## [Exercise aim]
Up to and including the line that contains "1353L714 1400L631 1438L801", repeat each line of the data exactly, starting from the first.

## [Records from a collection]
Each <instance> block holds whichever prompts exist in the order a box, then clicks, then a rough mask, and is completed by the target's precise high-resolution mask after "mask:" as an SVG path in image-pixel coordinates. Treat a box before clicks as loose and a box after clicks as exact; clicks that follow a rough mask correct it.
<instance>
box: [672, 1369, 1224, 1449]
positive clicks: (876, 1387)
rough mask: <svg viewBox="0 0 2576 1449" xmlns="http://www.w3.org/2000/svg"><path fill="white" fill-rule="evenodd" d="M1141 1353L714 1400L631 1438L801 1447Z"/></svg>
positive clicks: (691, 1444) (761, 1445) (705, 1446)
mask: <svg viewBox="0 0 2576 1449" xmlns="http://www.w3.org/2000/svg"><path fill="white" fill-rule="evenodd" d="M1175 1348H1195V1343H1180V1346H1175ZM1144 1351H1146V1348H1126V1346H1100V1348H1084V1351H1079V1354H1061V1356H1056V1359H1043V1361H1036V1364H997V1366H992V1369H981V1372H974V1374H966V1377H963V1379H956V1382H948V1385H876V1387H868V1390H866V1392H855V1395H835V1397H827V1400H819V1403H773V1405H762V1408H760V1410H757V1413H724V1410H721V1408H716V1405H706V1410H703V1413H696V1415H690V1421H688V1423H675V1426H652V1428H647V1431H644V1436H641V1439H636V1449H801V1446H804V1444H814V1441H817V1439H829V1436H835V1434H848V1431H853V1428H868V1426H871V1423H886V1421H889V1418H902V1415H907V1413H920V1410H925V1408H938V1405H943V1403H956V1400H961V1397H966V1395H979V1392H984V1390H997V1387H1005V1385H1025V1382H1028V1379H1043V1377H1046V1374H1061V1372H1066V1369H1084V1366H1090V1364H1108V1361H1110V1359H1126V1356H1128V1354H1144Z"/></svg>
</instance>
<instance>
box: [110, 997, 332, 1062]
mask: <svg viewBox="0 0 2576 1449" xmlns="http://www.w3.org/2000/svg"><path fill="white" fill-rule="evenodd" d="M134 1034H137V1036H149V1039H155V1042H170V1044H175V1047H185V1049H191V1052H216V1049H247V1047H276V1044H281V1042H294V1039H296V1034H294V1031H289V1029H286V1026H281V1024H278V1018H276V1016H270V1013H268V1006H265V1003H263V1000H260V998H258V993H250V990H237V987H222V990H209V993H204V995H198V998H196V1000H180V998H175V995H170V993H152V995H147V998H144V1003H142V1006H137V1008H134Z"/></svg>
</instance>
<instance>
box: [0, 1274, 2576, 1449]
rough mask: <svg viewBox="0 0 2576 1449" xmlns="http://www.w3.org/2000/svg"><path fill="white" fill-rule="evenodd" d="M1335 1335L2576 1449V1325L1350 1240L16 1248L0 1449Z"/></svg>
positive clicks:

## [Task solution]
Each <instance> block holds whichever prompts exist in the order a box, then clicks, then a rough mask, and is completed by the target's precise high-resolution mask after "mask:" as an SVG path in image-pixel coordinates. Treat a box before clicks as loose and a box after clicks as exact; clicks that follow a rough mask correct it.
<instance>
box: [672, 1369, 1224, 1449]
positive clicks: (876, 1387)
rough mask: <svg viewBox="0 0 2576 1449" xmlns="http://www.w3.org/2000/svg"><path fill="white" fill-rule="evenodd" d="M1141 1353L714 1400L631 1438L801 1447Z"/></svg>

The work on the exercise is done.